**DIRECTIONS**
• A. Answer these questions using the post on the Borough area, marking each answer with the matching numeral.
(i) Which dish does the post warn against ordering with extra sides?
(ii) Where did the writer go after paying at Fish!?
(iii) What has the Tavern converted into booths?
• B. For each statement, decide whether the post on the Borough area supports it. Answer yes or no and quote the deciding words.
(i) The side menu at Fish! includes mushy peas and mash.
(ii) The Southwark Tavern is described as always crowded.
(iii) Tas offers Greek cuisine.

**TEXT UNDER STUDY**
*-*-*
Fish! Beer! Wine! Now!

In Day to Day on July 7, 2011 at 9:43 pm


Despite reviewing Borough Market and The George Inn already, I’m not quite done with the Borough area just yet as I feel that it offers far more than Monmouth coffee, tourists, after-work and pre-hometime drinks that it is usually associated with. There are a number of really good restaurants in the area, namely Fish! which is the place to go for some of the best affordable fresh seafood in London, Tas, which offers fantastic Greek cuisine and Cafe Borro for paella and grilled meat.

Back to Fish! (this exclamation mark is really messing with the tone of the piece), everytime I write it I feel that I need to follow with a quip and a dance. So, the restaurant-in-question serves classic fish and chips, alongside more quirky swordfish club sandwiches and luxurious whole lobster with garlic butter. The side menu includes mushy peas and mash so I was more than happy. Word of advice: do not order the club sandwich which comes with chips, and then order extra sides ‘just in case’ it’s not enough. It is.

Sitting in the outside seating area on Saturday night was really pleasant, and oh-so civilised but a just a little cold (read my Pig Post for warm outdoor eating tips). The Pleasantville moment was however shattered by an enthusiastic (and steaming drunk) man screaming at us that the end was nigh. We decided that maybe it was, so paid and rolled our way to the Southwark Tavern.

I love the Tavern because it has little cells downstairs which they have converted into booths (a bit like the Templar in Holborn), and it is never too crowded even though it’s smack bang in the middle of the central-to-Shoreditch migration path on the weekend. It also has nice house white wine, lots of cider, decent ale and homemade lemonade Pimms.

Now for one last thing, for snacks, try the Cafe Brood just around the corner for good (if a little pricey) paella, grilled lamb and salady bits and pieces – unfortunately the menu section on their website merely provides a short summation of the sorts of food to expect plus  a note that there are far too many too list. If you are a food voyeur/obsessive like me, this is annoying as I like to plan what I might order and then change my mind 7 or 8 times before even sitting down.
*-*-*
**PROVIDED INFORMATION**
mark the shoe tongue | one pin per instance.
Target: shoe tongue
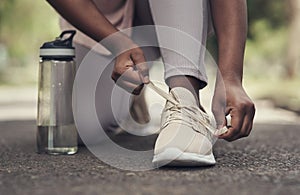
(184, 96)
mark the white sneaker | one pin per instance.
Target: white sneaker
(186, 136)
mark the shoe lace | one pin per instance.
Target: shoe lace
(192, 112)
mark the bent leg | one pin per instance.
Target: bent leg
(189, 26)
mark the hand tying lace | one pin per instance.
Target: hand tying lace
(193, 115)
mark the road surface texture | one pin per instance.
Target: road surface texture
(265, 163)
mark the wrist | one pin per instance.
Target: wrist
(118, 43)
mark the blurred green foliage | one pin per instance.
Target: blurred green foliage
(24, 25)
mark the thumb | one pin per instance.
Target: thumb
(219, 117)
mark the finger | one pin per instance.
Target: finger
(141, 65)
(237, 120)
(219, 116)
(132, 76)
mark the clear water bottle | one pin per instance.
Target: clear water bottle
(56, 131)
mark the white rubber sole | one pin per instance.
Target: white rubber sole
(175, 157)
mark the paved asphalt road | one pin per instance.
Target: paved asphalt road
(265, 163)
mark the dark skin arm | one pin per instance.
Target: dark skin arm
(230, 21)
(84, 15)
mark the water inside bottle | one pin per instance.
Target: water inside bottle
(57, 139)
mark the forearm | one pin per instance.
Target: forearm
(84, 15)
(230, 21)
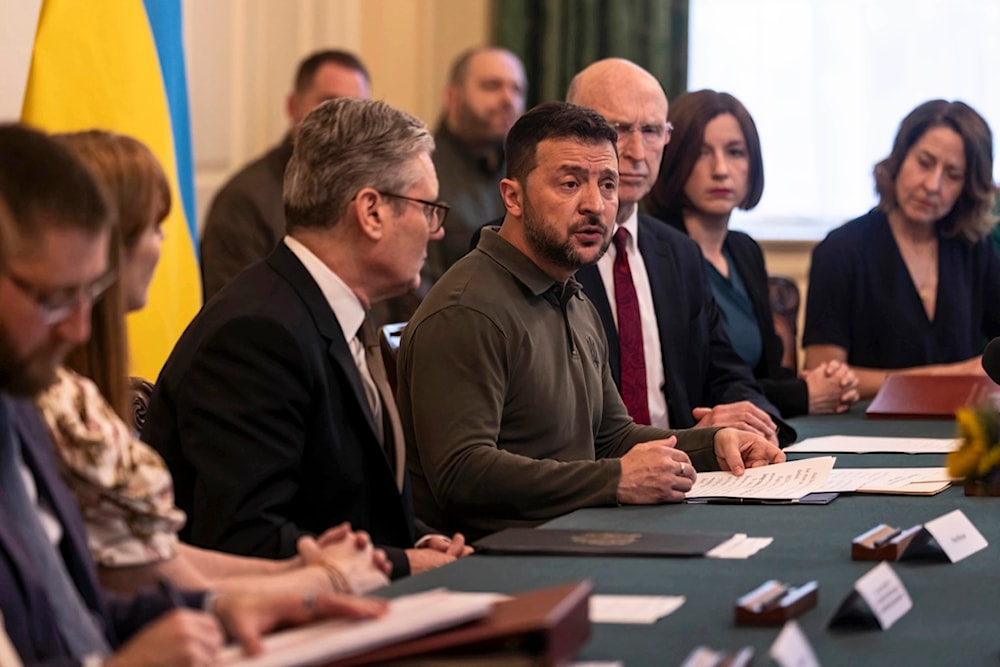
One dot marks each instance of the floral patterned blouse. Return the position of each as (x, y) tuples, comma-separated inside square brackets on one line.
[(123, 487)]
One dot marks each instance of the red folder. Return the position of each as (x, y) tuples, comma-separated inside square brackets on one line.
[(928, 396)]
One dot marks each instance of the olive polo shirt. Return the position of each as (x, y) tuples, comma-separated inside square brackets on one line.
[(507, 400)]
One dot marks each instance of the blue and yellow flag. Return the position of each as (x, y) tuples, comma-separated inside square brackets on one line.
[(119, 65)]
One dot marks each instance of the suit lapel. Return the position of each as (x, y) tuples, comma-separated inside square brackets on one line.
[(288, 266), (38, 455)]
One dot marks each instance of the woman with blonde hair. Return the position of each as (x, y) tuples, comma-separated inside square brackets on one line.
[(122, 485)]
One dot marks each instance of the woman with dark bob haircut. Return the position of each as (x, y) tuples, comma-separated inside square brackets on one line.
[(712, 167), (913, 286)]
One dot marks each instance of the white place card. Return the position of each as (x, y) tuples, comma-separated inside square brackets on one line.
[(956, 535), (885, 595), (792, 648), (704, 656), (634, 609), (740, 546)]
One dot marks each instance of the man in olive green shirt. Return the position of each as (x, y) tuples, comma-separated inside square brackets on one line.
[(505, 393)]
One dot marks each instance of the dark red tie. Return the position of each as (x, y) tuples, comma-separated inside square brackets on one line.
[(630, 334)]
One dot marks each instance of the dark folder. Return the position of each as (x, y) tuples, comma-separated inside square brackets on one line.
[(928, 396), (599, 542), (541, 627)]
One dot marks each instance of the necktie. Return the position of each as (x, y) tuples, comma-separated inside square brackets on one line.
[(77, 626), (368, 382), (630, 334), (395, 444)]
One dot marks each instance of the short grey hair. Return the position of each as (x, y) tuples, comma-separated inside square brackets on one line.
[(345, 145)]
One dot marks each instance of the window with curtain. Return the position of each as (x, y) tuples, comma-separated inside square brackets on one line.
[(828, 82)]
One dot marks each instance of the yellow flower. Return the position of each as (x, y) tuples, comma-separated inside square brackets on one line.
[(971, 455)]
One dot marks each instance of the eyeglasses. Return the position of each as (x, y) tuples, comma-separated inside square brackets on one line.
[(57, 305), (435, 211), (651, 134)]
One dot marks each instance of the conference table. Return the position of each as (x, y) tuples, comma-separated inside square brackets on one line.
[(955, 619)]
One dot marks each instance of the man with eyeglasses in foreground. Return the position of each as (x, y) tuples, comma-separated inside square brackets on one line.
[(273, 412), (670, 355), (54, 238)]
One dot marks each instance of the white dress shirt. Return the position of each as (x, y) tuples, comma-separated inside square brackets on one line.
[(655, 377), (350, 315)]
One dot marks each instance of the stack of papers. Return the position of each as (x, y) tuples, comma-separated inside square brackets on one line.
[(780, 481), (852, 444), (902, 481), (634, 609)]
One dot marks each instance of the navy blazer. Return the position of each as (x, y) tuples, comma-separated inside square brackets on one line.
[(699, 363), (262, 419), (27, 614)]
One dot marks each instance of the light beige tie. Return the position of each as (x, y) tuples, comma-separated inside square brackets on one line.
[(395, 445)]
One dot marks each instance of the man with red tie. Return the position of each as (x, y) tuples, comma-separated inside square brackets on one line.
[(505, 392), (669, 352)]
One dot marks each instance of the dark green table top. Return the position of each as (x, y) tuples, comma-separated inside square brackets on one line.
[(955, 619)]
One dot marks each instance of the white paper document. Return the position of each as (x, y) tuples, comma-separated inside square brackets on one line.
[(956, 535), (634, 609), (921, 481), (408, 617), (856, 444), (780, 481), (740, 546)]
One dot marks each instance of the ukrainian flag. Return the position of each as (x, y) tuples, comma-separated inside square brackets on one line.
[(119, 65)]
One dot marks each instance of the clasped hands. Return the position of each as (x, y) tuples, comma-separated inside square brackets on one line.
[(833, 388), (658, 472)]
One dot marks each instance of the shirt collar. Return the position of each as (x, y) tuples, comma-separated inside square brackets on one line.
*-*-*
**ANSWERS FOR THE EXERCISE**
• A.
(i) The club sandwich, which comes with chips.
(ii) The Southwark Tavern.
(iii) Little cells downstairs.

• B.
(i) Yes: "The side menu includes mushy peas and mash"
(ii) No: "it is never too crowded"
(iii) Yes: "Tas, which offers fantastic Greek cuisine"